**WHAT YOU ARE ASKED TO DO:** Quote the records in full and leave their pictures out.

**THE INPUT:**
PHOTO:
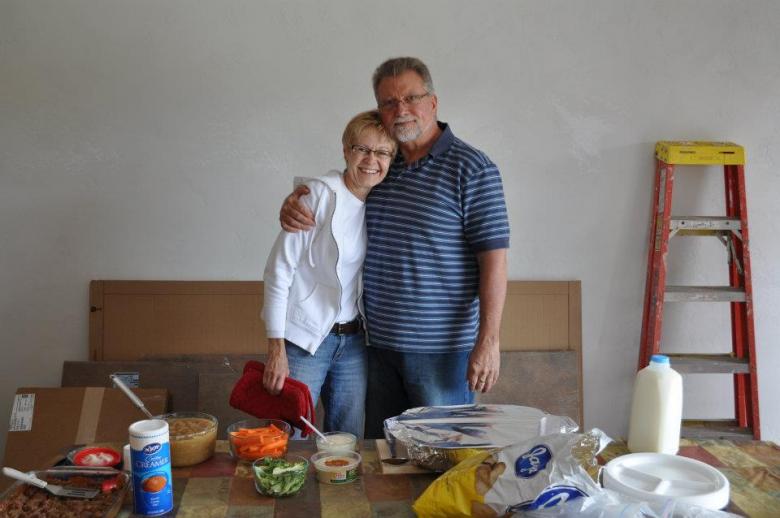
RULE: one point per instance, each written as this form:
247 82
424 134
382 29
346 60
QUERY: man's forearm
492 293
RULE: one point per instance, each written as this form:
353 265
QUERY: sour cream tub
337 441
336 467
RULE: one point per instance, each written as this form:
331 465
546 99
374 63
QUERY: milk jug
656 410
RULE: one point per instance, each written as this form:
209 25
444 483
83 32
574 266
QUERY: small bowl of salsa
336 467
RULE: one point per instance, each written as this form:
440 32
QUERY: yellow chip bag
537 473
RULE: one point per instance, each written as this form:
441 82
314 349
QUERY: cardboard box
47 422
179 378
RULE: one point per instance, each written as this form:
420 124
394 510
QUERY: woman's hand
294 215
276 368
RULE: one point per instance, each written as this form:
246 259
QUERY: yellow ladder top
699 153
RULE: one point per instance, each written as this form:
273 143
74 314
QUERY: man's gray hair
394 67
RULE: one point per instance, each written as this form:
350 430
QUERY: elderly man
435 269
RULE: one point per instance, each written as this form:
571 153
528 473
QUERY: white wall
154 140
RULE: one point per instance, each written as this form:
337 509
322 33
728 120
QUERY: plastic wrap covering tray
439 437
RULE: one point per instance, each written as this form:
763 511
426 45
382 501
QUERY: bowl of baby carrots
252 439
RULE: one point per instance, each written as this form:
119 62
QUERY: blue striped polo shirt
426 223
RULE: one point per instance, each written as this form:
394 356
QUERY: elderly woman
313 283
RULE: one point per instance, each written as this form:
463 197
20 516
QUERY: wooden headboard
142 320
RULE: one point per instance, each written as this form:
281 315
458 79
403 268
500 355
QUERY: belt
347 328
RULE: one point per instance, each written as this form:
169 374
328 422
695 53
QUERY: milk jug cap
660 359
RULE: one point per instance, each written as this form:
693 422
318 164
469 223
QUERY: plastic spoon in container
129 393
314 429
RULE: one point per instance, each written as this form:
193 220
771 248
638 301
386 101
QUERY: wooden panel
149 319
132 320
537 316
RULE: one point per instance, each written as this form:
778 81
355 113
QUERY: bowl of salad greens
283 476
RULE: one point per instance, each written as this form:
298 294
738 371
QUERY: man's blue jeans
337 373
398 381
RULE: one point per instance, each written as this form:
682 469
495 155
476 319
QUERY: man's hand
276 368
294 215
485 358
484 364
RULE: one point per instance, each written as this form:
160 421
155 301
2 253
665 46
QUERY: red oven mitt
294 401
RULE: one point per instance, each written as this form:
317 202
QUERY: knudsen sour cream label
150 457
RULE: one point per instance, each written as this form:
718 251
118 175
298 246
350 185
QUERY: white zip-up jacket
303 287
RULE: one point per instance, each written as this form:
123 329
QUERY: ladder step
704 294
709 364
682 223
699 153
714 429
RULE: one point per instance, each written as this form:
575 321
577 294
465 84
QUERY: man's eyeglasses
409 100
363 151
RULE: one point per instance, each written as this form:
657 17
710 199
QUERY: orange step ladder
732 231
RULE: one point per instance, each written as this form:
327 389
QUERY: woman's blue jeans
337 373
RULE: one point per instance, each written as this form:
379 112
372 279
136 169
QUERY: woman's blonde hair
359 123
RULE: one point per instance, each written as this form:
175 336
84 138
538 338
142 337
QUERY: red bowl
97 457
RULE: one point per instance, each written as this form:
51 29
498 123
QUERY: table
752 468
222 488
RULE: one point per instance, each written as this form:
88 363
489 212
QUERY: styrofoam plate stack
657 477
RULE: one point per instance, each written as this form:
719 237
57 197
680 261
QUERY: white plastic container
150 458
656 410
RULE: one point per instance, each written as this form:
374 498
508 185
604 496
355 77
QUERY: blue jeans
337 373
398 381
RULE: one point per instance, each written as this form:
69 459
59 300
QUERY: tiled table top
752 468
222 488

**SOLUTION BELOW:**
PHOTO:
RULE: one point per instance, each written as this form:
247 82
424 134
382 29
346 60
QUERY: man's forearm
492 293
RULE: one point per instance, each written as this form:
353 265
QUERY: sour cream tub
337 441
336 467
RULE: one point per instance, each written as this form:
331 465
546 99
374 63
QUERY: milk jug
656 410
RULE: one point per instance, each written as this form:
209 25
444 483
83 32
574 266
QUERY: small bowl of salsa
336 467
RULE: one point per instance, each written as this form:
440 32
QUERY: yellow chip bag
537 473
RULE: one point per instance, each written as this form:
441 82
314 349
QUERY: cardboard box
47 422
179 378
RULE: one point per instance, each written as this form:
420 124
394 510
QUERY: woman's hand
294 215
276 368
RULE: one point per instance, each written as this form:
246 259
QUERY: yellow ladder top
699 153
RULE: one point per instance, each written as this form:
273 143
74 314
QUERY: man's gray hair
394 67
RULE: one point per instance, each written as this form:
350 430
QUERY: elderly man
435 269
RULE: one point per instance, each written as this form:
571 153
528 473
QUERY: white wall
154 140
RULE: one point per instance, each written as this form:
337 509
322 33
728 120
QUERY: plastic wrap covering tray
439 437
RULE: one point per instance, each written as this form:
763 511
426 45
382 501
QUERY: bowl of baby carrots
252 439
RULE: one point per instance, each written as this form:
119 62
QUERY: blue striped polo shirt
426 223
RULE: one point per instance, each written as this form:
394 356
QUERY: elderly woman
313 283
RULE: one point per instance, each written as this form:
463 197
20 516
QUERY: wooden headboard
142 320
RULE: one point per instance, each written as this form:
281 315
458 79
403 268
500 355
QUERY: belt
347 328
RULE: one point per instance, each written as this form:
169 374
328 422
695 53
QUERY: milk jug cap
660 359
RULE: one point per instance, each written as this form:
693 422
318 164
469 223
QUERY: plastic spoon in container
129 393
314 429
RULE: one point per instance, each written as this form:
193 220
771 248
638 301
386 101
QUERY: wooden panel
149 319
132 320
537 316
RULE: one point per instance, each written as this form:
778 81
355 113
QUERY: bowl of salad greens
283 476
RULE: one point per instance, each written as this form:
298 294
738 371
QUERY: man's blue jeans
337 373
398 381
RULE: one point per instance, each written as this form:
682 469
495 155
476 319
QUERY: man's hand
276 368
294 215
485 358
484 364
RULE: one point per instance, each written as this form:
160 421
155 301
2 253
665 46
QUERY: red oven mitt
294 401
RULE: one point per instance, each written as this form:
317 202
QUERY: knudsen sour cream label
150 457
RULE: one point per instance, each written as this form:
718 251
118 175
298 246
350 185
QUERY: white zip-up jacket
303 287
RULE: one point per instance, each written as this form:
123 329
QUERY: ladder step
704 294
709 364
682 223
699 153
714 429
RULE: one point per instance, each written as this form:
575 321
577 294
465 84
QUERY: man's eyeglasses
409 100
363 151
RULE: one point per instance, each written as this form:
657 17
710 199
QUERY: orange step ladder
732 231
RULE: one point per instance, each written as this form:
327 389
QUERY: woman's blue jeans
337 373
RULE: one point per instance, each written as this form:
379 112
372 279
136 169
QUERY: woman's blonde hair
359 123
RULE: one point per instance, each written as this form:
175 336
84 138
538 338
142 337
QUERY: red bowl
97 457
RULE: one point per instance, each written as this form:
51 29
498 123
QUERY: table
752 468
222 488
RULE: one point per instance, each written as this form:
88 363
489 212
QUERY: styrofoam plate stack
657 477
RULE: one point per instance, each written as this form:
719 237
57 197
680 261
QUERY: white plastic container
150 458
656 410
RULE: one point per instance, each written as this form:
374 498
508 185
604 496
355 77
QUERY: blue jeans
337 373
398 381
RULE: one point per instance, each written as this form:
69 459
59 300
QUERY: tiled table top
752 468
222 488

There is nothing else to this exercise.